# [Data for analysis]

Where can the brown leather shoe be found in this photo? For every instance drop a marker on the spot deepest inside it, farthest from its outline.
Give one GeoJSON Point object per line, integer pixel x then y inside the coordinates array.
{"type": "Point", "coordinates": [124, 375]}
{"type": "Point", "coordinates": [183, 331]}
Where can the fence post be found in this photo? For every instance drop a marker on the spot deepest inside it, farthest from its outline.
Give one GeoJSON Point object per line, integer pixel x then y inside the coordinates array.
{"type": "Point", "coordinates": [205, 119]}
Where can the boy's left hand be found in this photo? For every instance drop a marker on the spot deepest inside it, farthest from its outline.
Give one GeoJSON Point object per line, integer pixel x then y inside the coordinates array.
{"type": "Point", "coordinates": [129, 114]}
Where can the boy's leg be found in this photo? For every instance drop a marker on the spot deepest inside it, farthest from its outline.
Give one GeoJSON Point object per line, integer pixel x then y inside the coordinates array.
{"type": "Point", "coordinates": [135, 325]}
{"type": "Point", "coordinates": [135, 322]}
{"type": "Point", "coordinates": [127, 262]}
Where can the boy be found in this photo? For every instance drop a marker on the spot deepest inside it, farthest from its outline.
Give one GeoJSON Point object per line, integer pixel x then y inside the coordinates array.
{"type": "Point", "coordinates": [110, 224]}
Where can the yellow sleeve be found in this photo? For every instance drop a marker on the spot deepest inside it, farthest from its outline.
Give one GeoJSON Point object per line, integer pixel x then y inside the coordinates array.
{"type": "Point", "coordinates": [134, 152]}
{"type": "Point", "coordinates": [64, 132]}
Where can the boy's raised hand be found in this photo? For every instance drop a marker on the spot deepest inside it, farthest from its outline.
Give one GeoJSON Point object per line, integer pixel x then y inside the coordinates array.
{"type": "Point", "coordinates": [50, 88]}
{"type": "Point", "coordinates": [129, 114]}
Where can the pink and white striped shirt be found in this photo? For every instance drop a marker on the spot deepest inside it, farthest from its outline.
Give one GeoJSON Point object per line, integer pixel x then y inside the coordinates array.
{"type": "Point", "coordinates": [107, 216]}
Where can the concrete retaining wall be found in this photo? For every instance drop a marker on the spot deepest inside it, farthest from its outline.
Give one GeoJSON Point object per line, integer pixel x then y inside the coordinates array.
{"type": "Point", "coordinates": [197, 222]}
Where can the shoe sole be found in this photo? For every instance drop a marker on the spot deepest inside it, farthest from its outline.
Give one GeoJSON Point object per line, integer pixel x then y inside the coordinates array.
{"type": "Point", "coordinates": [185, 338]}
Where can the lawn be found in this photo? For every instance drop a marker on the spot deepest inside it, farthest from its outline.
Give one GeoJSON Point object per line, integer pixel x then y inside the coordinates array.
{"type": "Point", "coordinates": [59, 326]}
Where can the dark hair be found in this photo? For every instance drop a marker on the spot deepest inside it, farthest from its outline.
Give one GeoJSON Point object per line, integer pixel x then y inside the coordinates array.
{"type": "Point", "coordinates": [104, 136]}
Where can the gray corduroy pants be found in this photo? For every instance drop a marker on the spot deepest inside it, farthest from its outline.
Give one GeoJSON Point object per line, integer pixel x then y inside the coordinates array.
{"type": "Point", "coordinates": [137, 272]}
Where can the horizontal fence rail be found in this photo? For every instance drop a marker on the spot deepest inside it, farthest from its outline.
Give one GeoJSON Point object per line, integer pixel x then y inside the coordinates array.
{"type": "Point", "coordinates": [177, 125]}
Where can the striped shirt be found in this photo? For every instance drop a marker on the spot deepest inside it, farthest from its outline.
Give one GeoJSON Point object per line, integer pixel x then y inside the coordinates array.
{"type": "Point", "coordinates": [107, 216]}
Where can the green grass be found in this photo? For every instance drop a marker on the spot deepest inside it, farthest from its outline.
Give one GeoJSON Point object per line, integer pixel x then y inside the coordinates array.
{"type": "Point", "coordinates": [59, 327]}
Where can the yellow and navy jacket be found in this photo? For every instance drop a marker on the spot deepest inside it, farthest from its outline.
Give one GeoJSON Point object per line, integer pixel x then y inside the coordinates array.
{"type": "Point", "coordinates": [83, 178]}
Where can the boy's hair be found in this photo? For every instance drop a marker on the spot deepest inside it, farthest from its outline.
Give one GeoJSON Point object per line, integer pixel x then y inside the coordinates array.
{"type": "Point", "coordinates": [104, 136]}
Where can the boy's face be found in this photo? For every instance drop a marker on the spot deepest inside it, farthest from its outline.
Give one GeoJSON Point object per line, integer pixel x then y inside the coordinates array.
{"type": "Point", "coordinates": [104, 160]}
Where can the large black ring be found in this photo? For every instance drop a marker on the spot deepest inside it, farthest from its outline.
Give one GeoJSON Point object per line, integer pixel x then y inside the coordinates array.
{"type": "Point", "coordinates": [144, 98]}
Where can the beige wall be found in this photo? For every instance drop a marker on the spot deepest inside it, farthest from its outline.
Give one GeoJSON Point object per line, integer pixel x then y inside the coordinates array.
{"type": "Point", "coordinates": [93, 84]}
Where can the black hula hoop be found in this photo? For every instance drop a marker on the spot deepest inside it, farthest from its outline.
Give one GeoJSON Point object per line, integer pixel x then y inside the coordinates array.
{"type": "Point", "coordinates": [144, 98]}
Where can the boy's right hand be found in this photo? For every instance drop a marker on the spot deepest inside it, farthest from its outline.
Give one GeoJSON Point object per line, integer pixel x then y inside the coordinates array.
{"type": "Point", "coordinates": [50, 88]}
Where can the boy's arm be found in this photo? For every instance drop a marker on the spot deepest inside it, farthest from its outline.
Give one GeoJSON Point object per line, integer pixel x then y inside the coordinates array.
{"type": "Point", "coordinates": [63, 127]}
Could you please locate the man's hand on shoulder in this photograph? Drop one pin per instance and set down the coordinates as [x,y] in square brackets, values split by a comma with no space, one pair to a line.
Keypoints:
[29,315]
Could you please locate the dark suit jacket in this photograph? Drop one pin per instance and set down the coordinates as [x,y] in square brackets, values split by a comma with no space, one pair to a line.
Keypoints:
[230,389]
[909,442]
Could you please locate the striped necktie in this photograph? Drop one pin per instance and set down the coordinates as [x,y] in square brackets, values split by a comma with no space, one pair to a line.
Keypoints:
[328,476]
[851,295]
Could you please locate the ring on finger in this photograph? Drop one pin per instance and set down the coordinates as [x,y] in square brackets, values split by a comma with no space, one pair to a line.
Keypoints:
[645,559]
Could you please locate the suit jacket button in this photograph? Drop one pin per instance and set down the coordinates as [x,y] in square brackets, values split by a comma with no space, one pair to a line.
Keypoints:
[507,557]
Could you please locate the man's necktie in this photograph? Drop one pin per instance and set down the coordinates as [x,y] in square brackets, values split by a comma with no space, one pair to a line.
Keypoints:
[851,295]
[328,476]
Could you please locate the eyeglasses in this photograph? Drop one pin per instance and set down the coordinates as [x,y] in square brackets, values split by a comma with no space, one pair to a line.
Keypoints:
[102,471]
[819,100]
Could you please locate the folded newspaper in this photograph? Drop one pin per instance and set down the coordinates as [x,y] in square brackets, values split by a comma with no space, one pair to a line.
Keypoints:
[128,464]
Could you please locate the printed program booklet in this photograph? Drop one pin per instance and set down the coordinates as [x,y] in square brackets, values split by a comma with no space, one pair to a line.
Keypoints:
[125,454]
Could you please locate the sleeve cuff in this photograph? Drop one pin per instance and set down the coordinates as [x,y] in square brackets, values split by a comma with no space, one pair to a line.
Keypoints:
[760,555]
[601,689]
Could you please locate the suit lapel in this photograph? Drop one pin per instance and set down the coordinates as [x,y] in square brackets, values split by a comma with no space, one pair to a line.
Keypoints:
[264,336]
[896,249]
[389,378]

# [Exercise details]
From the listing above, copy out each line where the word "dark" appears.

# [Final answer]
Where can the dark hair be found in this photo? For every instance drop a marker on the spot deepest inside it, farthest from its outline.
Could you please locate the dark suit jacket in this photograph? Drop one pin per instance and set down the coordinates as [x,y] in square brackets, values split by a comma with no space, one pair to a line.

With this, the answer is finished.